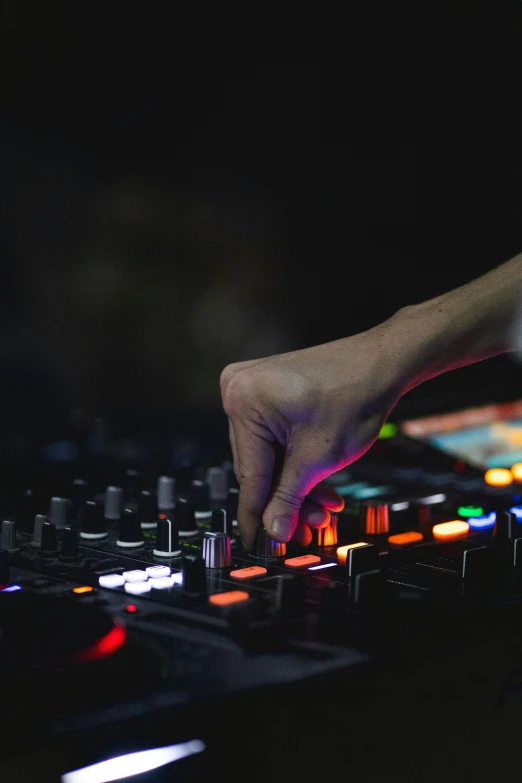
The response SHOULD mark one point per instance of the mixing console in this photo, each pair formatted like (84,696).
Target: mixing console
(131,617)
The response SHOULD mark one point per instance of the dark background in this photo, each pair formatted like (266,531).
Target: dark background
(165,215)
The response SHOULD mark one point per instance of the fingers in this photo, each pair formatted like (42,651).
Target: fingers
(255,465)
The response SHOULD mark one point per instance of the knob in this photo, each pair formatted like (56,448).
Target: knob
(69,548)
(167,541)
(37,530)
(49,545)
(327,536)
(186,518)
(374,518)
(59,512)
(94,525)
(4,567)
(113,502)
(147,510)
(8,537)
(166,494)
(266,547)
(506,528)
(220,521)
(130,535)
(79,496)
(216,550)
(194,574)
(217,481)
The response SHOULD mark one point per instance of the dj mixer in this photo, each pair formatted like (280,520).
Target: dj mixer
(132,620)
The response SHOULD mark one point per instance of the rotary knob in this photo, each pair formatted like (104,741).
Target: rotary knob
(216,550)
(266,547)
(374,518)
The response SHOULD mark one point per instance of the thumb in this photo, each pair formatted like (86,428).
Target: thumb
(281,514)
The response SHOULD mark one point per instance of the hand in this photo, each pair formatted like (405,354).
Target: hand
(296,418)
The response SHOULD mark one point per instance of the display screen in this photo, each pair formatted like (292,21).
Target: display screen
(485,437)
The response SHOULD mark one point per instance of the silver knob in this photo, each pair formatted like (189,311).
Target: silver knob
(8,537)
(267,547)
(327,536)
(216,550)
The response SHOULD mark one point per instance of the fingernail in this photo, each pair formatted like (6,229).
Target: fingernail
(282,528)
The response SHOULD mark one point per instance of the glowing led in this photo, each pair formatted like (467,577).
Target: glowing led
(161,582)
(157,571)
(430,500)
(498,477)
(342,551)
(111,580)
(132,764)
(446,531)
(470,511)
(403,539)
(137,588)
(516,471)
(388,430)
(482,522)
(135,576)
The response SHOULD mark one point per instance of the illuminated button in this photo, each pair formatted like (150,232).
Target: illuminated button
(470,511)
(516,471)
(157,571)
(483,521)
(302,560)
(135,576)
(498,477)
(342,551)
(403,539)
(111,580)
(137,588)
(227,599)
(83,589)
(162,582)
(248,573)
(446,531)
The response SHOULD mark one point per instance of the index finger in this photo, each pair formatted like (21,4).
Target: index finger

§

• Exercise description
Update all of the material above by replacing each occurrence of "in this photo" with "in this image", keeping everything else unchanged. Leave the pictures out of your answer.

• Response for this exercise
The response SHOULD mark one point per instance of the mixing console in this image, each pair formatted like (84,696).
Target: mixing console
(131,617)
The response SHOULD mark one point per instance of the dark background in this image, each pair formatted like (266,531).
Target: dark background
(165,215)
The response SHOULD mark one point per instance of the fingers in this image, each pair formatted like (42,651).
Target: fingers
(255,465)
The response SHOULD mark one point per instance of the knob in this image, each pair formatted like (56,448).
Target: knob
(69,548)
(167,541)
(37,530)
(49,545)
(327,536)
(186,518)
(374,518)
(59,512)
(94,525)
(4,567)
(113,502)
(147,510)
(8,537)
(166,494)
(266,547)
(506,528)
(220,521)
(130,535)
(79,496)
(216,550)
(194,574)
(217,481)
The response SHOULD mark one point per instance of the dj mixer in this image, each pair formatted like (280,520).
Target: dj mixer
(132,620)
The response SHOULD mark one point per instance of the rotary knob in this image, each pair formatted like (104,741).
Target: rotary knob
(216,550)
(266,547)
(374,518)
The response SHOULD mark one point per instance of the thumb in this image, each pair formatted like (86,428).
Target: thumb
(281,514)
The response SHOULD mark one point per instance of the hand in this image, each pair formatted like (405,354).
Target: hand
(296,418)
The response SHOULD mark one point per instance of the display screen in this image, each pair formatted like (292,21).
Target: display screen
(485,437)
The response SHOULD mark one point per instance of the silver knob in this image, each pair formatted like (189,311).
Target: silver knob
(8,537)
(267,547)
(327,536)
(216,550)
The response SHOULD mark one point per instance of the fingernail in this image, each pair formatted like (6,229).
Target: fingernail
(282,528)
The response SHOULD mark one point per instance of the glowing led in this image, each pair formatted like (467,577).
Target: glowing led
(161,582)
(157,571)
(430,500)
(498,477)
(342,551)
(111,580)
(132,764)
(446,531)
(470,511)
(403,539)
(137,588)
(516,471)
(388,430)
(482,522)
(135,576)
The response SHOULD mark one point per instance of the illuminated button in this image, each pair formatted like (150,232).
Target: illuminated button
(470,511)
(516,471)
(157,571)
(483,521)
(302,560)
(135,576)
(498,477)
(342,551)
(403,539)
(111,580)
(137,588)
(227,599)
(83,589)
(162,582)
(248,573)
(446,531)
The response SHOULD mark one point per instance of the index finger in this image, each pair formatted like (21,4).
Target: index finger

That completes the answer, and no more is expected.